Exercise requirements -
1. Transcribe the part of the Kolmogorov test forum thread starting at "Python Forum" and ending at "more details :)".
2. Answer these questions about the Kolmogorov test forum thread:
(a) On which other site was the same question asked?
(b) Which function is used in possibility 1?
(c) According to the reply, what makes helping difficult?
3. Take the Python forum thread on the Kolmogorov test further from the point where it stops.

Python Forum
Thread Rating:
  • 1 Vote(s) - 4 Average
  • 1
  • 2
  • 3
  • 4
  • 5
Python Kolmogorov Test
#1
Important: I asked that question also on Cross-Validated, but they refuse an answer because it didnt seem to be mathematical (but I think it is). So if there is a problem with my question, feel free to ask and I would like to give more details :)

Can someone maybe tell me how to format the code here Big Grin The T Symbol isnt working for me Smile



I have a column with continous values. I want to find out, which distribution describes my column the best. If my column is f.e.normal distributed
For me, there are 4 different approaches, shown in the code:

Lets assume that output.values() hold my values which I want to use for the kstest....

var, std, mean, length = np.var(output.values()), np.std(output.values()), np.mean(output.values()), len(output.values())
mini, maxi = min(output.values()), max(output.values())
a, b = (min(output.values()) - mean) / std, (max(output.values()) - mean) / std
uniform, norm2 = np.random.uniform(mini, maxi, length), np.random.normal(mean, std, length)
loc, scale = n.fit(output.values())
n = norm(loc=loc, scale=scale)
#possibility 1: ks_2samp
print ks_2samp(output.values(),norm2)
#possibility 2: kstest vs n.cdf()
print kstest(output.values(), n.cdf)
#possibility 3:kstest vs. 'norm'
print kstest(output.values(), 'norm')
#possibility 4: kstest vs. 'norm' with parameters
print kstest(output.values(),'norm', (mean,std))


Which of the possible approaches do you think would be correct (also for maybe other distributions, like uniform?). Or what is your best way to do it?


My general question: How to determine the distribution of my column, by sampling one and doing "ks_2samp" or testing the column directly versus a specific distribution with "kstest"??

Here is the formatted code...

var, std, mean, length = np.var(output.values()), np.std(output.values()), np.mean(output.values()), len(output.values())
mini, maxi = min(output.values()), max(output.values())
a, b = (min(output.values()) - mean) / std, (max(output.values()) - mean) / std
uniform, norm2 = np.random.uniform(mini, maxi, length), np.random.normal(mean, std, length)
loc, scale = n.fit(output.values())
n = norm(loc=loc, scale=scale)
#possibility 1: ks_2samp
print ks_2samp(output.values(),norm2)
#possibility 2: kstest vs n.cdf()
print kstest(output.values(), n.cdf)
#possibility 3:kstest vs. 'norm'
print kstest(output.values(), 'norm')
#possibility 4: kstest vs. 'norm' with parameters
print kstest(output.values(),'norm', (mean,std))
Reply
#2
It is difficult to help you, because we cannot test your program without sample data.

Information shown -
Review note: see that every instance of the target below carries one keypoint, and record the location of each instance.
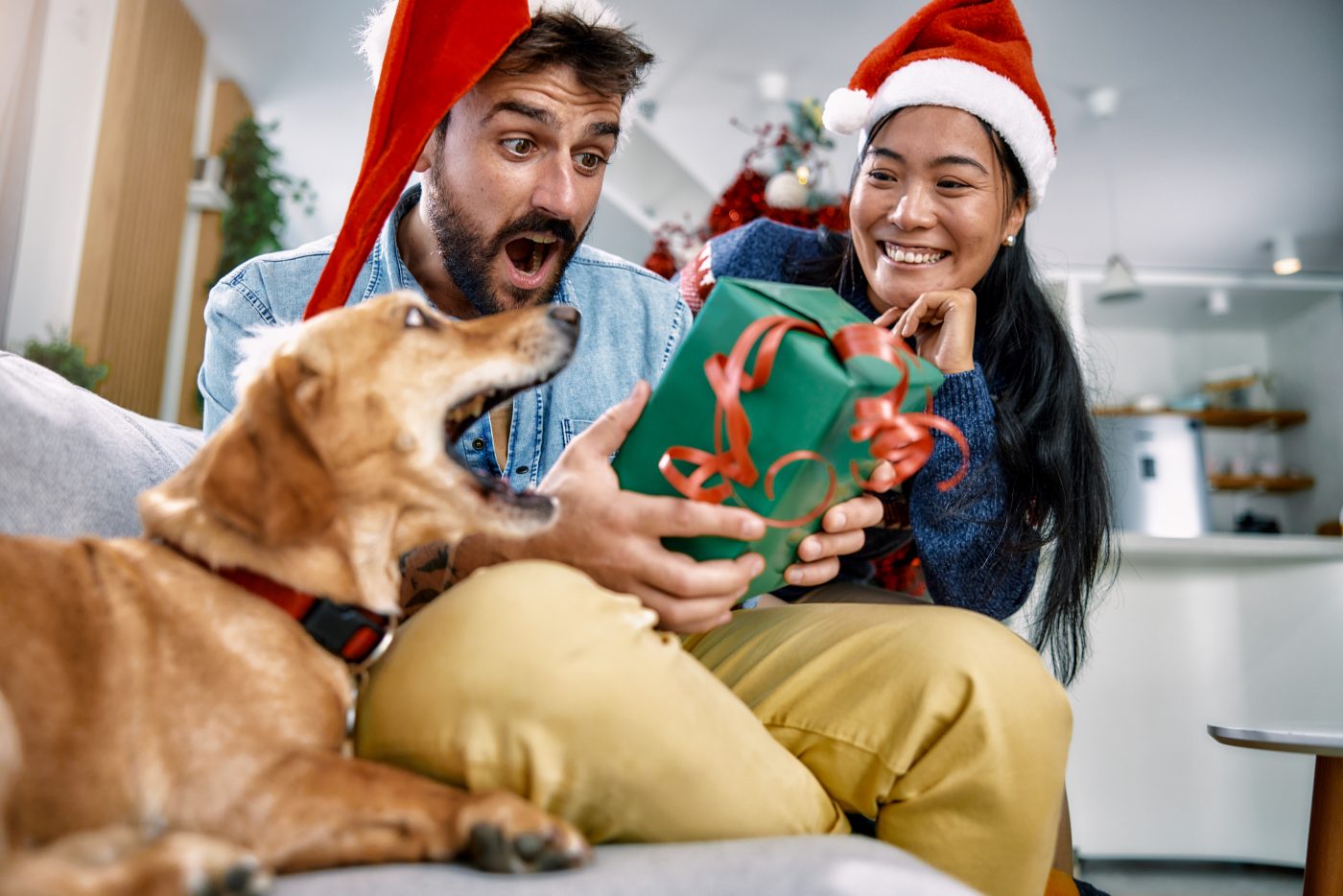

Answers to the exercises -
1.
Python Forum
Thread Rating:
  • 1 Vote(s) - 4 Average
  • 1
  • 2
  • 3
  • 4
  • 5
Python Kolmogorov Test
#1
Important: I asked that question also on Cross-Validated, but they refuse an answer because it didnt seem to be mathematical (but I think it is). So if there is a problem with my question, feel free to ask and I would like to give more details :)

2.
(a) Cross-Validated
(b) ks_2samp
(c) The program cannot be tested without sample data.

3.
Reply
#3
Ok here the same code, with just example data :)


data= [36, 22, 24, 21, 22, 18, 14, 24, 28, 8, 22, 16, 16, 26, 17, 24, 24, 14, 15, 24, 21, 20, 19, 17, 13, 13, 17, 30, 17, 11, 45, 15, 19, 21, 15, 13, 14, 16, 25, 21]
var, std, mean, length = np.var(data), np.std(data), np.mean(data), len(data)
mini, maxi = min(data), max(data)
a, b = (min(data) - mean) / std, (max(data) - mean) / std
uniform, norm2 = np.random.uniform(mini, maxi, length), np.random.normal(mean, std, length)
loc, scale = n.fit(data)
n = norm(loc=loc, scale=scale)
#possibility 1: ks_2samp
print ks_2samp(data,norm2)
#possibility 2: kstest vs n.cdf()
print kstest(data, n.cdf)
#possibility 3:kstest vs. 'norm'
print kstest(data, 'norm')
#possibility 4: kstest vs. 'norm' with parameters
print kstest(data,'norm', (mean,std))
Reply
#4
loc, scale = n.fit(data)
n = norm(loc=loc, scale=scale)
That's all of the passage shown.